Walter Grob, Chef der Kesb Linth, wurde vom Stadtrat von Rapperswil-Jona fristlos entlassen. Zu Unrecht, wie er findet. Jetzt wehrt er sich gegen die Kündigung – und holt zum Rundumschlag gegen den Stadtrat aus.

13.11.18 - 04:35 Uhr
Politik
Walter Grob, geschasster Präsident der Kindes- und Erwachsenenschutzbehörde Linth, wehrt sich gegen die Kündigung.
Walter Grob, geschasster Präsident der Kindes- und Erwachsenenschutzbehörde Linth, wehrt sich gegen die Kündigung.
RETO SCHNEIDER

Der Streit zwischen dem Chef der Kindes- und Erwachsenenschutzbehörde (Kesb) Linth, Walter Grob, und seiner Arbeitgeberin, der Stadt Rapperswil-Jona, geht in die nächste Runde. Am 23. Oktober teilte der Stadtrat mit, dass er Grob entlässt und per sofort freistellt – ein Paukenschlag (diese Zeitung berichtete). Gestern kam die Reaktion: Grob verkündete, die «missbräuchliche Kündigung» anzufechten. Und er listete auf zwei A4-Seiten sämtliche Verfehlungen auf, die sich der Stadtrat, einzelne Personen daraus und weitere Involvierte in seinen Augen geleistet hatten.

::::::::::

- **Gestellte Aufgabe**: An welchem Tag hat der Stadtrat laut dem Auszug über Walter Grob dessen Entlassung mitgeteilt?

- **Daten**:
::::::::::

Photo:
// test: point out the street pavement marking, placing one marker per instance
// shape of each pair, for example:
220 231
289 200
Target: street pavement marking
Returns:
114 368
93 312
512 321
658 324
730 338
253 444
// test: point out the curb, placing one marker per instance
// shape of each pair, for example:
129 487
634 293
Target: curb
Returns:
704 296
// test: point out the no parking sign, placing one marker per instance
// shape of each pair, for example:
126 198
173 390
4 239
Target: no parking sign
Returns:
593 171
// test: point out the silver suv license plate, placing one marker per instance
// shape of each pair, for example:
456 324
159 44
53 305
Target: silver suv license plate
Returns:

::::::::::

- **Erwartete Antwort**: Am 23. Oktober.